— start —
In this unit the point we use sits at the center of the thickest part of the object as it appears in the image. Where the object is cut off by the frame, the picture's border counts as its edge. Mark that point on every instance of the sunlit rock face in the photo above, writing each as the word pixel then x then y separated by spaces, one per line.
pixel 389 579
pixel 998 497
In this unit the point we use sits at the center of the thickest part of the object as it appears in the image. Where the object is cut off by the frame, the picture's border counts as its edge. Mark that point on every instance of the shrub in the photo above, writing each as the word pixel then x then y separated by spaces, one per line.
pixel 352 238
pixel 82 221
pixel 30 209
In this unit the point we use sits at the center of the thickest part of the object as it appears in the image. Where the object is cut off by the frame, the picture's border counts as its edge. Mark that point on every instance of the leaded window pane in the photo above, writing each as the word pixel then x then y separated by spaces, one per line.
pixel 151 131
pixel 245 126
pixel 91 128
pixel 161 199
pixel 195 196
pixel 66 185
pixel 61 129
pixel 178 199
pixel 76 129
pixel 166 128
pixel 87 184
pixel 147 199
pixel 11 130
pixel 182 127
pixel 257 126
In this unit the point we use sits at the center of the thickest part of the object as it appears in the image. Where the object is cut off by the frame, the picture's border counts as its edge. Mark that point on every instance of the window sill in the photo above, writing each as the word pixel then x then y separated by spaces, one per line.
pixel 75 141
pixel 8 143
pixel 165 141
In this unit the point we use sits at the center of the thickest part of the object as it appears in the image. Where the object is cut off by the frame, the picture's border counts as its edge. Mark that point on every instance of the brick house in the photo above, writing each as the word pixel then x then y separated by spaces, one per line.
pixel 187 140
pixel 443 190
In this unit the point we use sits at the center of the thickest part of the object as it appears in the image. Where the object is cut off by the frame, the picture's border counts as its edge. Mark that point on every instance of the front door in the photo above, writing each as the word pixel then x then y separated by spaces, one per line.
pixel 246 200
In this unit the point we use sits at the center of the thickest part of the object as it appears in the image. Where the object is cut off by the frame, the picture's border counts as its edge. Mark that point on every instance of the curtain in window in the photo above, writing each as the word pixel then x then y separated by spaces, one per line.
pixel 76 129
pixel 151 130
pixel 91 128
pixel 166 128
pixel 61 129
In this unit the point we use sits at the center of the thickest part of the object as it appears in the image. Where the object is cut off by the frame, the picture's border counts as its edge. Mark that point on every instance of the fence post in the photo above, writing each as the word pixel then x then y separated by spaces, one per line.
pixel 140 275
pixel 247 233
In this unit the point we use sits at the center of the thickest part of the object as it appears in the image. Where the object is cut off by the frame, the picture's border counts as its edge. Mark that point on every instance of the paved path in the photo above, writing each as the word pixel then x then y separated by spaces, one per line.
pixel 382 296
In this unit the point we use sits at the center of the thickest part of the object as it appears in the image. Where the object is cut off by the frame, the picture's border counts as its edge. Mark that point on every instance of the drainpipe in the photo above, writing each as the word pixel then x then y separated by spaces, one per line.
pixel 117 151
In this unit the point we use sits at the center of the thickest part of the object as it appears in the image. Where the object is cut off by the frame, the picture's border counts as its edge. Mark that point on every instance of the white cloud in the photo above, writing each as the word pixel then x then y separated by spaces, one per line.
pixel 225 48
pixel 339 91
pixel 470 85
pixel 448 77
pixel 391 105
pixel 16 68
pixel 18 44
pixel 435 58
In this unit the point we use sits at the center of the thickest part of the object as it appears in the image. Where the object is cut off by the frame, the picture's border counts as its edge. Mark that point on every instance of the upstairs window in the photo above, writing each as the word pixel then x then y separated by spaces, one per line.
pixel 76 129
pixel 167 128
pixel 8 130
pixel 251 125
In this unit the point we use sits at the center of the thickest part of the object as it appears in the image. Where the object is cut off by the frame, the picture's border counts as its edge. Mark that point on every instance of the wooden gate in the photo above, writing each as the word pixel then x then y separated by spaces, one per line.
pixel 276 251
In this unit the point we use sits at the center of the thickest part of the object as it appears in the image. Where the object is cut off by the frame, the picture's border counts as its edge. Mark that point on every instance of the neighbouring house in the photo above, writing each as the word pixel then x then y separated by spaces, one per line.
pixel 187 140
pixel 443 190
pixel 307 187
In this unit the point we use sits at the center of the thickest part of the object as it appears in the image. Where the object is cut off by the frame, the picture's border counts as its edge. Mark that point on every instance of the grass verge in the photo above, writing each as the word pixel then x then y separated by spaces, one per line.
— end —
> What the task requires: Reproduce the items verbatim from the first line through the line containing "pixel 998 497", with both end lines included.

> Solution to this exercise:
In this unit the point we use sits at the center of the thickest part of the object as it appears in the image. Where the object is cut off by the frame, the picture's border counts as its edge. Mark that point on every instance of the sunlit rock face in the photo above, writing each as the word pixel then x then y separated by spaces, one per line.
pixel 389 579
pixel 998 497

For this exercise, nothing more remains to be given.